● Texto
----------

Grada de la mar
Es una noche calurosa de agosto, no la más
indicada para acudir a Mestalla. Justo por ese motivo, he podido acceder a un
pase para la Grada de la Mar. Además de los treinta grados a las diez de la
noche, para alcanzar la cúspide de la Grada del Mar tienes que ascender por una
espiral interminable hasta alcanzar los treinta metros de altitud, un buen
calentamiento para afrontar las siguientes dos horas de tu vida.
Foto de Chaos Soccer Gear en Unsplash
Hace cuarenta años no existía tal grada, al menos
con esa altura. Cuatro décadas desde que acudí por última vez a la General de
Pie, acompañando a mi padre (¿o fue al revés?). Tres partidos vimos aquella
temporada: el primero contra el Espanyol, donde jugaba N’Kono y su chándal de
portero. Kempes metió un zurdazo al balón tan fuerte que estampó contra la
valla el balón, a puro estilo Oliver y Benji. El segundo partido fue contra Las
Palmas, y el tercero fue un choque internacional del que sólo recuerdo que el
Valencia ganó dos a cero.
Sí que recuerdo las banderas de los clubes de
primera división ondeando muy cerca de dónde estábamos. No recuerdo a ninguna
mujer, chica o niña en la grada. También recuerdo (o quiero recordar) el humo
de los cigarros, el olor a Barón Dandy y las cáscaras de pipas inundando el
suelo.
Son recuerdos tan borrosos como un ticket de
Galerías Preciados despistado en el bolsillo de una chaqueta de lana.
En el menú del viernes tenemos a Las Palmas como
contrincante. Es la jornada dos, y el Valencia había ganado el primer partido
y, aunque el equipo no se había reforzado, en el ambiente se puede sentir el
optimismo. Bueno, todo lo positiva que puede ser la afición de cualquier club
en València.
A mi izquierda, un par de amigos cuarentones
comentan el partido, controlando por el rabillo del ojo a sus hijos, que están
sentados en la fila superior. El chaval más pequeño se arrebuja en el regazo
paterno, pidiéndole un bocadillo, el álbum de cromos, más bocadillo. Nada fuera
de lo corriente para un crío de cuatro años que, además, se sabe el nombre de
todos los futbolistas.
Por mi parte, le echo un vistazo panorámico a la
ciudad, aprovechando que estamos por encima de la cubierta de la tribuna. No
hay muchas construcciones en la ciudad tan altas como la Grada de la Mar, que
esta noche se ha olvidado de la brisa y sólo nos ha traído la humedad.
Pausa de hidratación.
No sé mucho de fútbol (ni de nada), pero creo que
los partidos han perdido flow, aquel ritmillo (como el corto de Javier Fesser).

----------

● Líneas de datos
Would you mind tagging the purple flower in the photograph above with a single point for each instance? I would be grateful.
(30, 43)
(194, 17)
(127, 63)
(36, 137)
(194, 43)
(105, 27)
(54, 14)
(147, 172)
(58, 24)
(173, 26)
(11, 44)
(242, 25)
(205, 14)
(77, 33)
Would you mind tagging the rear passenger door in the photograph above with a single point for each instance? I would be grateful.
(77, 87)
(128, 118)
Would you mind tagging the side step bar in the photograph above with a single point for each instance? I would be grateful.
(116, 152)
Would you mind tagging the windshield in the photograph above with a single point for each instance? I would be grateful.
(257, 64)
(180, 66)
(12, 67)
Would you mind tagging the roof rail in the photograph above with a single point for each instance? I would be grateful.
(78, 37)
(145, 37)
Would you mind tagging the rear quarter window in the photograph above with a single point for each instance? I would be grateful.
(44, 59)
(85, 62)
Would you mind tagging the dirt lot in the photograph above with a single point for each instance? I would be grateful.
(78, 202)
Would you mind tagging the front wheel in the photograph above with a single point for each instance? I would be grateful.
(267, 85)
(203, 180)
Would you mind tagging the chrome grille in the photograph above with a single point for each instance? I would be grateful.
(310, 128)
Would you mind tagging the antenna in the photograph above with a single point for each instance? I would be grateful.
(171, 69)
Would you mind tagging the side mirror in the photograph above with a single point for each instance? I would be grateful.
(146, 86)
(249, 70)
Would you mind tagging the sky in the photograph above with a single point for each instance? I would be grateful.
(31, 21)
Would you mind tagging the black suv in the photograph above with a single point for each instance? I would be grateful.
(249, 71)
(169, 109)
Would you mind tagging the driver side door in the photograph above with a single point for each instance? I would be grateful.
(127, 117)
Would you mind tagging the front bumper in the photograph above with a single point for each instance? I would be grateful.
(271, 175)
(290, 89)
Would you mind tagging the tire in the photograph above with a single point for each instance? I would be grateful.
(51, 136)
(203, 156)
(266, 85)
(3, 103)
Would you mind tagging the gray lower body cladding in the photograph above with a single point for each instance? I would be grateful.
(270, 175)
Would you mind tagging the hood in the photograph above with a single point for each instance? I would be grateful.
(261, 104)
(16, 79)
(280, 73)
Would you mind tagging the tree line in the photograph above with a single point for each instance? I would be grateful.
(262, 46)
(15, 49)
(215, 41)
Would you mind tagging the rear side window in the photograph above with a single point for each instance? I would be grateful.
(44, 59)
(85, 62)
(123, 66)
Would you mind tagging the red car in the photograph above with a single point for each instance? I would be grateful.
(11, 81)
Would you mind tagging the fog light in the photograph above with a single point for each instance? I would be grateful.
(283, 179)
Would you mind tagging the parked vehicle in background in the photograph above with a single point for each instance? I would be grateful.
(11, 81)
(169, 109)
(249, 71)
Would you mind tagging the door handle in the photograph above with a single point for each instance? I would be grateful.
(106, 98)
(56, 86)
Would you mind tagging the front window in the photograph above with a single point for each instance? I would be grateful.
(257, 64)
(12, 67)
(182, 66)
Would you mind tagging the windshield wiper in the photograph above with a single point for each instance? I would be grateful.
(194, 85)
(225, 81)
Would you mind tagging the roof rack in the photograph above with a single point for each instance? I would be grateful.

----------

● Consigna A
Según el texto sobre la Grada de la Mar, ¿son correctas estas afirmaciones? (i) El partido del viernes es contra Las Palmas. (ii) La cúspide de la Grada de la Mar está a cincuenta metros de altitud. (iii) El niño más pequeño tiene cuatro años. Responda sí o no a cada una y cite las palabras del texto que lo deciden.
● Consigna B
En el texto sobre la Grada de la Mar, ¿contra qué equipo fue el primero de los tres partidos vistos aquella temporada de hace cuarenta años?

● Solución A
(i) Sí: «En el menú del viernes tenemos a Las Palmas como contrincante».
(ii) No: «hasta alcanzar los treinta metros de altitud».
(iii) Sí: «un crío de cuatro años».

● Solución B
Contra el Espanyol.